STUDY MATERIAL:
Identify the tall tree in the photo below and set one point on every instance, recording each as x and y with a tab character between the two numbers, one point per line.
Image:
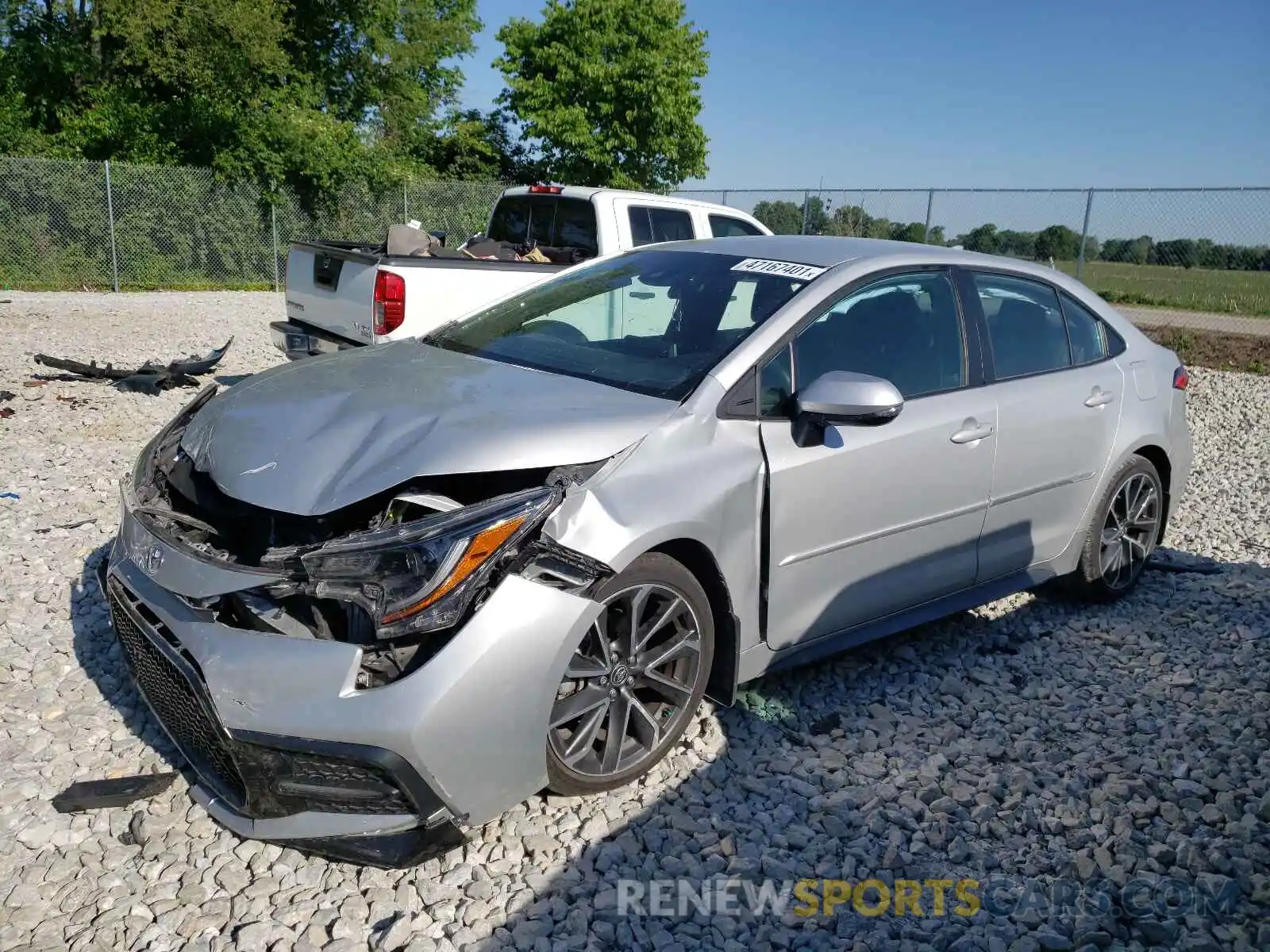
607	92
783	217
310	93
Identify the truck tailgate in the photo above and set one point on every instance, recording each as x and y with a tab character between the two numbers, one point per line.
332	289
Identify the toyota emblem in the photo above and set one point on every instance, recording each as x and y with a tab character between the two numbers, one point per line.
152	560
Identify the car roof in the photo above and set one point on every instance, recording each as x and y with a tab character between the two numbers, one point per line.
829	251
588	192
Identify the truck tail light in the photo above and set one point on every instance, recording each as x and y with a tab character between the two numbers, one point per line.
389	302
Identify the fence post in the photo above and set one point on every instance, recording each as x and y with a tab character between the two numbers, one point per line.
110	217
273	228
1085	232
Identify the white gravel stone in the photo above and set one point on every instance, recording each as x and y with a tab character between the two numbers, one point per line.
1030	738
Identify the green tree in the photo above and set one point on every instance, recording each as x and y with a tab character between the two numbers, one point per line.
1180	253
1060	243
474	145
1018	244
781	217
816	215
308	93
850	220
982	239
914	232
607	92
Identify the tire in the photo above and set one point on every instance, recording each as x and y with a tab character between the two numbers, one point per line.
652	700
1136	488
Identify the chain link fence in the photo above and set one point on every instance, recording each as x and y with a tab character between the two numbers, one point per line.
1193	257
1197	258
69	225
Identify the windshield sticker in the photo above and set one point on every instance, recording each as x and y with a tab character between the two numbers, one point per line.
787	270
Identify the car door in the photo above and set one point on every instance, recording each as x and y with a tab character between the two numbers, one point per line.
878	518
1058	418
645	308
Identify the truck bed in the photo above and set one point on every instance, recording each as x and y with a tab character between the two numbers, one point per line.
330	290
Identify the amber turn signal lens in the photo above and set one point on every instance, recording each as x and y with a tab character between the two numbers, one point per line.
484	545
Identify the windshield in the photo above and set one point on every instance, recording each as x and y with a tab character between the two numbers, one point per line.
654	321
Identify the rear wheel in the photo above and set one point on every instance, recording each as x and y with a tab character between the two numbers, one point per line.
634	682
1122	533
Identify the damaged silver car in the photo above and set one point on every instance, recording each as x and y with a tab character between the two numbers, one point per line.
380	597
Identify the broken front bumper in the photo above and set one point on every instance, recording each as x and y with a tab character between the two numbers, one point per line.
285	747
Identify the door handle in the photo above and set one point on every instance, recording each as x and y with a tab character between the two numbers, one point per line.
968	435
1099	397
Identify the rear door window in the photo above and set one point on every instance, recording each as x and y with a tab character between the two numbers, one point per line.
1026	325
545	220
1085	332
651	224
724	226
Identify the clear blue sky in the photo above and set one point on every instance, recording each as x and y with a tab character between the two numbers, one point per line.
1022	93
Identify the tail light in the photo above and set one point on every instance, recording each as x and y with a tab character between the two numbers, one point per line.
389	302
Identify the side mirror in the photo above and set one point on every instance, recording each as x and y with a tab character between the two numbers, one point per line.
845	397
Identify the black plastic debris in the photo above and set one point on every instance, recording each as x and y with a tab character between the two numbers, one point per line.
148	378
120	791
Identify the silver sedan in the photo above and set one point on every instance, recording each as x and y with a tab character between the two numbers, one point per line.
380	597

PROBLEM TO WORK ON: Without the pictures, copy all of the entries exactly as they appear.

RESPONSE FOR THIS EXERCISE:
Identify the tall tree in the photo below and set one point on every instance, recording each as x and y with a tab character between the two numbers, one point per line.
Image:
607	92
783	217
310	93
Identify the truck tailgate in the photo above and set one point on every instance, recording each as x and y with a tab character between the two numbers, one point per line.
332	289
Identify the toyota emblem in the photo above and set one point on every instance, recording each as x and y with a tab character between the two numbers, one point per line.
152	560
Identify the car roof in the photo above and set one point on every instance, recording each as x and y with a tab character between the two numbers, one point per line.
829	251
588	192
Identify the truck tail light in the photo above and set one point on every instance, recording each as x and y with a tab character between the two numbers, one point per line.
389	302
Identify the fence post in the photo above and set one point on every instance, recording each as x and y with a tab character between the two numbers, one point per line.
110	217
273	228
1085	232
Identify the white gravel stone in the photo above and set one point on every instance, recording each as x and y with a tab character between the two numbers, one point per line.
1030	738
Identify the green tree in the photo above and set one point on every instance, recording each as x and y with a tab character between the two numbers, one point per line.
1180	253
1060	243
474	145
1018	244
781	217
816	215
308	93
850	220
982	239
914	232
607	92
Identify the tire in the photo above and set one point on every instance, recording each as x and y with a tab character between the two numbers, one point per line.
652	700
1136	488
Identify the chain link fence in the photo above and set one point on every instance, recording each as x and y with a tab character between the two numbers, one point per line.
1193	257
1197	258
69	225
Identify the windshield sticker in the photo above and set one point on every instance, recording each as x and y with a tab character between the two numbers, one point per line.
787	270
Identify the car door in the photo above and set one point on every instance, recording each as x and y with a tab character between the two numbers, one point per line.
878	518
1058	418
645	308
Identify the truck bed in the photo above and set one point on every instance, recording each as x and y with a tab character between the two numbers, one point per line.
330	290
Identify the amber turn signal lens in the photo above and set one point on every instance, recording each as x and y with a tab character between the two numbers, one point per line.
484	545
Identify the windshield in the photo above and set one point on every instance, recording each as x and y with a tab character between the two numbers, one point per line.
654	321
Identify the rear wheel in the photo above and set one point on every instance, recording each as x and y with a tab character between the two numbers, one point per line.
634	682
1122	533
Identify the damaged silver car in the photo above and set one point on every instance, recording each as x and y with a tab character between the two numbers, one point per line.
380	597
Identify the broken front bumper in the photo above and set one point on every instance, recording each as x and y with a tab character between the two numbers, one point per line.
285	747
Identify the door handle in the photo above and set one point on every instance, recording each as x and y with a tab character between the two numbers, one point per line.
968	435
1099	397
Identify the rear door window in the photo above and set one point on every instance, recording each as x and y with a tab character between the two numbers, one point per line.
1026	325
545	220
1085	332
651	224
724	226
Identify the clear blue sky in the photo above and set one point on every instance, recording each as x and y with a tab character between the two numbers, one point per line.
1022	93
Identify the tail light in the photo above and set one point on every instance, recording each as x and y with a tab character between the two numbers, one point per line.
389	302
Identify the side mirror in the photo above and set one point on every instance, recording each as x and y with a tab character between the two numbers, one point per line.
845	397
Identify the black plastic debris in the photo above and set one point on every instance, recording each as x and y with a tab character between the two numbers, one point per line.
148	378
120	791
Identify the silver sedan in the photo above and set one point on every instance, recording each as x and y with a tab character between the two numbers, one point per line.
380	597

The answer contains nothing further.